:: Given data ::
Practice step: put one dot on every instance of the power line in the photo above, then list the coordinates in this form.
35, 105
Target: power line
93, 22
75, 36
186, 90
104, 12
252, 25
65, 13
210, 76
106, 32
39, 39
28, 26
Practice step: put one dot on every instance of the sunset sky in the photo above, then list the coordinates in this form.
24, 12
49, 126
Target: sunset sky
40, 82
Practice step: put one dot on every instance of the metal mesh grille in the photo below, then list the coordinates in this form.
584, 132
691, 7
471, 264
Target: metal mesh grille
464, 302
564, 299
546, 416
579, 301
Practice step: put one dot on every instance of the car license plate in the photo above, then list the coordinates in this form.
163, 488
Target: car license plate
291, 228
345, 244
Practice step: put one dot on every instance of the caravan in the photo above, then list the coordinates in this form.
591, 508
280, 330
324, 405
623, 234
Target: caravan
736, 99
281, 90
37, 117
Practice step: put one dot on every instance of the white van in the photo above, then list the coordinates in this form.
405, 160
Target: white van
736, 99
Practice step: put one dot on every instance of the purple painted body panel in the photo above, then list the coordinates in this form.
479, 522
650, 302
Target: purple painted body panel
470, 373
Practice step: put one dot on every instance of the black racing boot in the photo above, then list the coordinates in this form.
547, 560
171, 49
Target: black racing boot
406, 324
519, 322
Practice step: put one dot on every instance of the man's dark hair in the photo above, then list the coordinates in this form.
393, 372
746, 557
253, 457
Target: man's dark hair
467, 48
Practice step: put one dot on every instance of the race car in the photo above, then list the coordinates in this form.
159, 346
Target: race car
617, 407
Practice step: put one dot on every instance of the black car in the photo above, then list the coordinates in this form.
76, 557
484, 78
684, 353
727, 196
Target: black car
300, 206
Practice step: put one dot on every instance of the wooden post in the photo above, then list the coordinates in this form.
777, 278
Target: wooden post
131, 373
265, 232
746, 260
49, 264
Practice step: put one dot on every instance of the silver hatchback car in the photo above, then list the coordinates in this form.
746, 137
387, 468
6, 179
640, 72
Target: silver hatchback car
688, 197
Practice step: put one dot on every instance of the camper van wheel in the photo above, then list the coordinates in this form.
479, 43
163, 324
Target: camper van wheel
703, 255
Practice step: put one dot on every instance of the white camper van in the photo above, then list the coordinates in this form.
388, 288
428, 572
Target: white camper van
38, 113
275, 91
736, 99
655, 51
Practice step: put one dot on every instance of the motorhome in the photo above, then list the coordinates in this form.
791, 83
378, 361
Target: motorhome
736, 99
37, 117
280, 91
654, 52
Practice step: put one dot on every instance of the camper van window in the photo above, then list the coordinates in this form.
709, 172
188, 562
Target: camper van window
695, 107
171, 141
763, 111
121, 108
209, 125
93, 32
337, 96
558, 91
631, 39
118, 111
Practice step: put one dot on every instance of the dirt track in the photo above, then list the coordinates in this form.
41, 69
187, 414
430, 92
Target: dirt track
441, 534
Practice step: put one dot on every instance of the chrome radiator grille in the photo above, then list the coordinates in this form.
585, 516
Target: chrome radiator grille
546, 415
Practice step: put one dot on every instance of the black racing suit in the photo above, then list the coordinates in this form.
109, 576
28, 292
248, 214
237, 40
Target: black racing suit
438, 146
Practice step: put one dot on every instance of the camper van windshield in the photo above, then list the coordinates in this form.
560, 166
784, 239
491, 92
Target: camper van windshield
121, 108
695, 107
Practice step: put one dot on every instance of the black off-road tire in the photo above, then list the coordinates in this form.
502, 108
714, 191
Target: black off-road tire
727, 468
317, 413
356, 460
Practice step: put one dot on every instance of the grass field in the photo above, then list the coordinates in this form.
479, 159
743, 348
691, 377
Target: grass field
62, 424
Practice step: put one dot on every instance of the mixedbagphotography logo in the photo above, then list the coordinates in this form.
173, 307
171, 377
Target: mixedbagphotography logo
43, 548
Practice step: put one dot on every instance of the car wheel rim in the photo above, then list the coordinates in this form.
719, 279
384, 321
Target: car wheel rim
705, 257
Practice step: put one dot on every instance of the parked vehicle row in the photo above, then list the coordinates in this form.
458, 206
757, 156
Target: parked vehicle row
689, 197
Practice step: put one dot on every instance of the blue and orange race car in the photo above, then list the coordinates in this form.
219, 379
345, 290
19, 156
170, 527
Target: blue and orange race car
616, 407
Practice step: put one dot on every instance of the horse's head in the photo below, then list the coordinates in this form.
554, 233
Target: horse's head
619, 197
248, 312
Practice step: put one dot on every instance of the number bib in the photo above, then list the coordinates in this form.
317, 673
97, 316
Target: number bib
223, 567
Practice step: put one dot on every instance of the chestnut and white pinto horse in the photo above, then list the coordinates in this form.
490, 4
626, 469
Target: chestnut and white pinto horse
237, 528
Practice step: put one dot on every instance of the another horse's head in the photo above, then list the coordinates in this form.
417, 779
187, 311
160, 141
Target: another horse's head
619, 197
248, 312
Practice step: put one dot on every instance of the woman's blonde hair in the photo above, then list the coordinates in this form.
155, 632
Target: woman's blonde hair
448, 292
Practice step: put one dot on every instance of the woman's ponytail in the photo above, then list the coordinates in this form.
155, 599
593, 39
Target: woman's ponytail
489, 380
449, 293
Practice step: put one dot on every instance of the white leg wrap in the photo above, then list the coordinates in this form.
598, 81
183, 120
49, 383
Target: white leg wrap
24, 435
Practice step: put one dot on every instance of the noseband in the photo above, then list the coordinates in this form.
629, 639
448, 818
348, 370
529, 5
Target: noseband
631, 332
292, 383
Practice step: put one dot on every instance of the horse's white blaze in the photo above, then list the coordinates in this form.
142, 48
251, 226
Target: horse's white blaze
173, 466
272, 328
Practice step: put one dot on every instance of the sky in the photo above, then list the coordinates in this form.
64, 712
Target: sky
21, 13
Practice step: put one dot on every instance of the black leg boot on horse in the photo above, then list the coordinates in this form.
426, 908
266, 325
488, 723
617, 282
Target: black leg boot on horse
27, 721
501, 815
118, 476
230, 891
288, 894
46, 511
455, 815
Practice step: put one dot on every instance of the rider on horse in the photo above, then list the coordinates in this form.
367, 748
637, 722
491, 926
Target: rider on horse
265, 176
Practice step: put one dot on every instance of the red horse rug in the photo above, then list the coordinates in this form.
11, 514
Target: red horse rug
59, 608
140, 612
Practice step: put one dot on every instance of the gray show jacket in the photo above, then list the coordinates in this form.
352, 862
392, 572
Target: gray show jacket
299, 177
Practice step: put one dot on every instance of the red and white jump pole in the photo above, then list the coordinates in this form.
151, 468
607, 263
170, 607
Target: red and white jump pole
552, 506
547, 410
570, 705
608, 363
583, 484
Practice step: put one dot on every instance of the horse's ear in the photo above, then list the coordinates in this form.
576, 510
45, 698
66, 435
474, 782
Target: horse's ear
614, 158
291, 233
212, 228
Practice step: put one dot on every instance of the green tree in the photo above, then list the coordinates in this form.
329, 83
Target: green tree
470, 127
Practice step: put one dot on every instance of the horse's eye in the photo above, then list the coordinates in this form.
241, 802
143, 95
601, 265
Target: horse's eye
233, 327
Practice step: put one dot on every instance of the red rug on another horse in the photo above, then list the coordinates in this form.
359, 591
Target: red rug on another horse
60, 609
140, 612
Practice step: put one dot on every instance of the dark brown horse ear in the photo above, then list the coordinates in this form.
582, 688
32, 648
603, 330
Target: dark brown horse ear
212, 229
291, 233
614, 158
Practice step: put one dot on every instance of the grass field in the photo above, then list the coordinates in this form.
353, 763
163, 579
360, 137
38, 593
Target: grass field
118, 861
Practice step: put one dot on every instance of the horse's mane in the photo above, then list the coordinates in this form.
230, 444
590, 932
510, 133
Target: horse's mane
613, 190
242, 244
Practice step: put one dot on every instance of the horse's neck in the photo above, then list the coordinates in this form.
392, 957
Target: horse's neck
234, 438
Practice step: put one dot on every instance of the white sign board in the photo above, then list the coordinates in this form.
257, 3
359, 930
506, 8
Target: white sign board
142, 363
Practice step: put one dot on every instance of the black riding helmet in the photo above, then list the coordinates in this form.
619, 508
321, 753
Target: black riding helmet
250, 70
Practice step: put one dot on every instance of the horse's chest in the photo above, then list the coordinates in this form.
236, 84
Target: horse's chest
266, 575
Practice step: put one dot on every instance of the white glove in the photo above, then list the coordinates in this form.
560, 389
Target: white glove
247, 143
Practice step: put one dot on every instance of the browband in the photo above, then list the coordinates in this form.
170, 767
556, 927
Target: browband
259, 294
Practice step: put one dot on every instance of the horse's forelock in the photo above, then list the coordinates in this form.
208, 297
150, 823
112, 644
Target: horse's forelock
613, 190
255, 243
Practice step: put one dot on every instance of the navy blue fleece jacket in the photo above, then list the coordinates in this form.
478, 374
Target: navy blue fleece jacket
:::
### [Exercise]
Reproduce the records above exactly, starting with the line that contains "the horse's chest" and ending with the last line.

### [Worked solution]
Practice step: put one dot on every instance of the horse's chest in the photo above, then list the coordinates in this form.
236, 84
Target: horse's chest
266, 575
Practice step: put one dot on every instance of the white glove in the photo above, then list the coordinates in this form.
560, 389
Target: white glove
247, 143
Practice step: put one dot on every instance of the browband in the photo above, then list the coordinates in this form.
170, 767
556, 927
Target: browband
259, 294
Practice step: put one dot on every instance of the horse's forelock in the photo above, then list the coordinates in this form.
208, 297
150, 823
112, 644
Target: horse's forelock
613, 190
255, 243
Practice step: put one dot on every instance of the navy blue fleece jacket in the photo above, then list the coordinates in this form.
478, 374
Target: navy blue fleece jacket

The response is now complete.